Wow, I'm impressed  You guys come up with so many creative ways of fitting your packs. That's very motivating. I think I'll go for a metal structure to strengthen the area between the frame parts and design an aluminium case to hold the batteries within the frame. The these bits have been clearly identified and I think I'm comfy about the final layout.


----------



## dtbaker (Jan 5, 2008)

steel edges, or thicker AL edges are a good idea.... but I used PLASTIC liner as it is non-conductive, and better insulator from the cold during winter. The polypropylene is acid-proof, and pretty easy to 'heat weld' together. I idea of conductive shell around all the batteries made me nervous. Lots of people use marine grade plywood too.


----------



## EV480lution (Oct 4, 2010)

I concur with the non-conductive bit. That's why I thought applying an insulator by spraying a few layers of Plastidip inside the box. I think it should do the trick.


----------



## peggus (Feb 18, 2008)

Or lay down a layer or two of fiberglass cloth and paint it with epoxy, it makes for a much more durable insulating layer.



EV480lution said:


> I concur with the non-conductive bit. That's why I thought applying an insulator by spraying a few layers of Plastidip inside the box. I think it should do the trick.


----------



## EV480lution (Oct 4, 2010)

Noted. Thanks for the tip


----------

Object location annotation data:
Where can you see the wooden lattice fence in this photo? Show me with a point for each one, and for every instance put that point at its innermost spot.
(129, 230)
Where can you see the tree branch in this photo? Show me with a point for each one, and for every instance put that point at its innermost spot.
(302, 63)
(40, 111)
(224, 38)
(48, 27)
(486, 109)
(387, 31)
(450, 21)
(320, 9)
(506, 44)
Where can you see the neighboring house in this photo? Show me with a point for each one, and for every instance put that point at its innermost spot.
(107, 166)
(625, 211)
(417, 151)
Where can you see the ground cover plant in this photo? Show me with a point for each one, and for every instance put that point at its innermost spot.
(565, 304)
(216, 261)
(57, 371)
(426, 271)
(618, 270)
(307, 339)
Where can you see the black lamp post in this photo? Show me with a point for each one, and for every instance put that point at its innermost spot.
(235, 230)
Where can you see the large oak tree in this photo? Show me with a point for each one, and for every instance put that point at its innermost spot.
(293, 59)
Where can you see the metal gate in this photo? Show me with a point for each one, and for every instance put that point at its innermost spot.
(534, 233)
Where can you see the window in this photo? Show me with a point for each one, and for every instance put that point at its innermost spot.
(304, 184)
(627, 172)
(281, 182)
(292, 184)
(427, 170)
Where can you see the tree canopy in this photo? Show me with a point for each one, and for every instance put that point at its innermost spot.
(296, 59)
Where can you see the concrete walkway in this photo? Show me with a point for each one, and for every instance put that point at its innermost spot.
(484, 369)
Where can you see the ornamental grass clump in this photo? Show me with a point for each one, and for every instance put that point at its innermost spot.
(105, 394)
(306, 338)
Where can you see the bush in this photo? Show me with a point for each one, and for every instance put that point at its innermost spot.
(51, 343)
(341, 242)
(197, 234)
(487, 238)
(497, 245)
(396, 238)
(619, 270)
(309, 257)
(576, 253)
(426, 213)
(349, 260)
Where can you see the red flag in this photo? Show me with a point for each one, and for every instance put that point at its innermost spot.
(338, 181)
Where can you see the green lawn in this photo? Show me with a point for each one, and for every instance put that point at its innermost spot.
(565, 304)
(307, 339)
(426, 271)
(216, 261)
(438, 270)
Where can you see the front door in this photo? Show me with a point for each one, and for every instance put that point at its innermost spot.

* [What is needed]: Copy the passage of the battery box thread from "## dtbaker (Jan" to "grade plywood too.". The listing has no connection to the forum thread on battery boxes.

* [Solution to this task]:
## dtbaker (Jan 5, 2008)

steel edges, or thicker AL edges are a good idea.... but I used PLASTIC liner as it is non-conductive, and better insulator from the cold during winter. The polypropylene is acid-proof, and pretty easy to 'heat weld' together. I idea of conductive shell around all the batteries made me nervous. Lots of people use marine grade plywood too.